| What you will do |
For each line in the data below that holds "bench", return a copy.

Data items:
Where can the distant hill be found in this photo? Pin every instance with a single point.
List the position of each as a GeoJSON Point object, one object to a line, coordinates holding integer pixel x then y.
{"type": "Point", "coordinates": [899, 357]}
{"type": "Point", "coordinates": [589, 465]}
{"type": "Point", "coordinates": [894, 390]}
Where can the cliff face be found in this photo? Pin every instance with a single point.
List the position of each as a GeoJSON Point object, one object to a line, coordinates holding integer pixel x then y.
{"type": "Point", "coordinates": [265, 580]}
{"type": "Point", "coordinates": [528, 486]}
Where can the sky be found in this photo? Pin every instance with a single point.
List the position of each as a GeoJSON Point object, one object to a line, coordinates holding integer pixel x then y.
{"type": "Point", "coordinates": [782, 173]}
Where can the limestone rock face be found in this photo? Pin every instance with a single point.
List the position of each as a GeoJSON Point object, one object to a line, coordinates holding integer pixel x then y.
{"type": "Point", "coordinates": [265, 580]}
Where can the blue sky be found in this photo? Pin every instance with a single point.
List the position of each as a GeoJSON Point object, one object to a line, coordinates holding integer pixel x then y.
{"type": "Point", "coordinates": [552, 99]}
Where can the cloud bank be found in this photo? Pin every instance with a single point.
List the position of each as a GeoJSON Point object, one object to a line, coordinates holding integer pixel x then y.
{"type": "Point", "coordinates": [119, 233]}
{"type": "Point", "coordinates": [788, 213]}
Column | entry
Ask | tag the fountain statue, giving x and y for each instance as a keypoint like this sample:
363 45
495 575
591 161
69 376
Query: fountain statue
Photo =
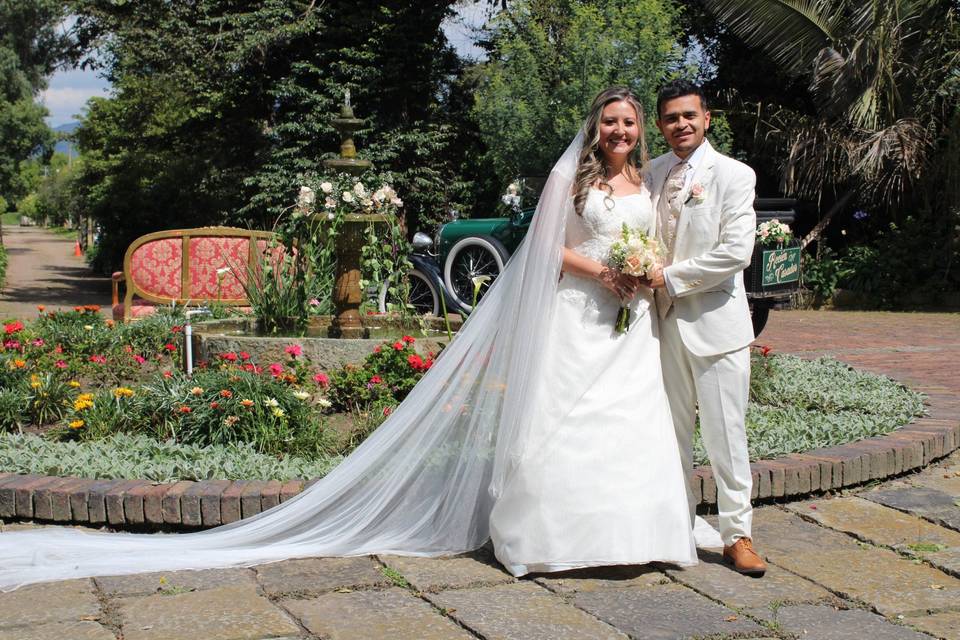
...
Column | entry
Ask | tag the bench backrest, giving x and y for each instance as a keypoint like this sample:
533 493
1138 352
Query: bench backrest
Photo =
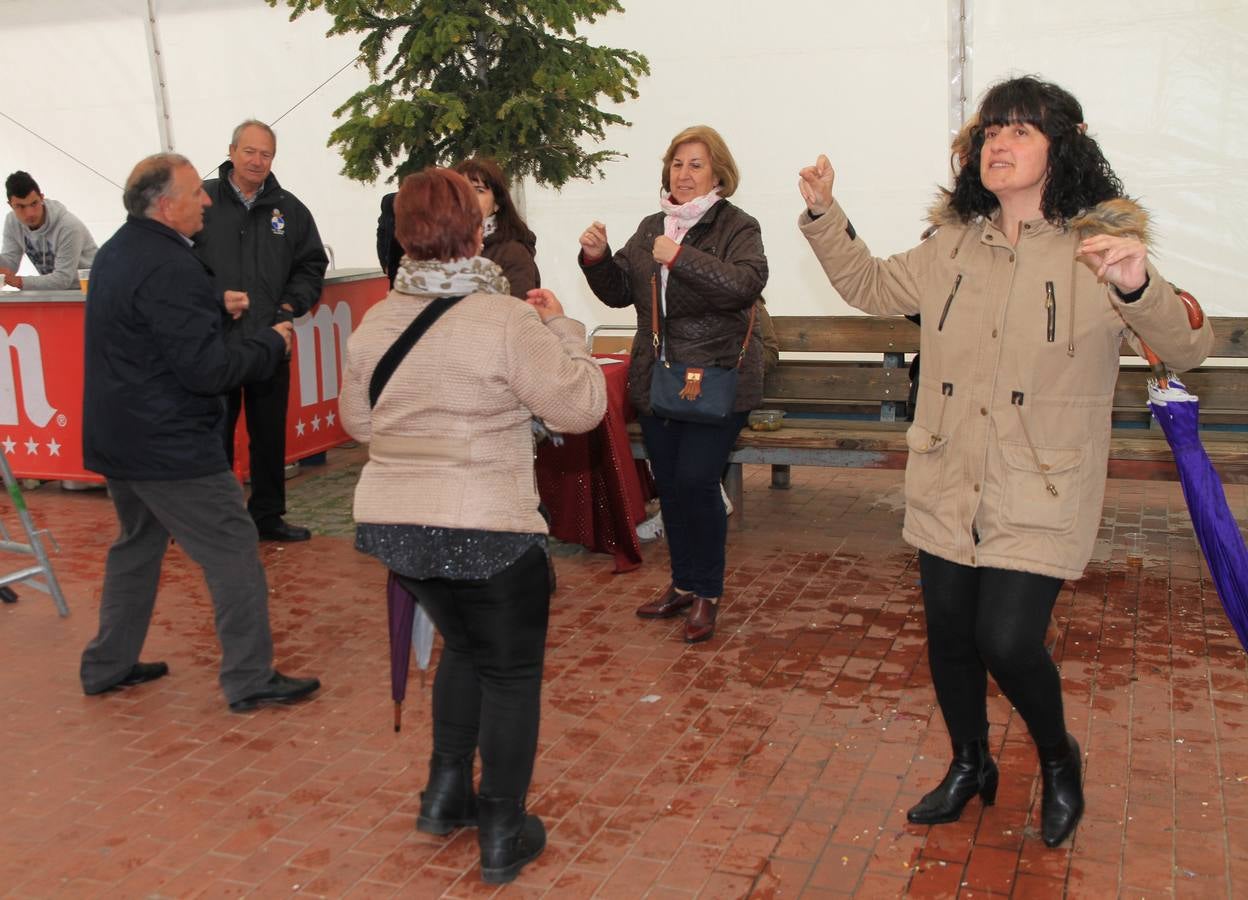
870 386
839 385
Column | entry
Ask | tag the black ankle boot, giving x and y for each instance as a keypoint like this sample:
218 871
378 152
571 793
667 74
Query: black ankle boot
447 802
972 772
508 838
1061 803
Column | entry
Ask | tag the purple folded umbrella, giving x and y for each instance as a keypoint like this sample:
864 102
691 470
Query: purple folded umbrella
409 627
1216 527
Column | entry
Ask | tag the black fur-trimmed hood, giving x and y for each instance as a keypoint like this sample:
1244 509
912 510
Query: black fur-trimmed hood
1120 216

| Task result |
Ask | tag the bench backrest, giving x and y for each instance as a keypoint like this sample:
Query: bench backrest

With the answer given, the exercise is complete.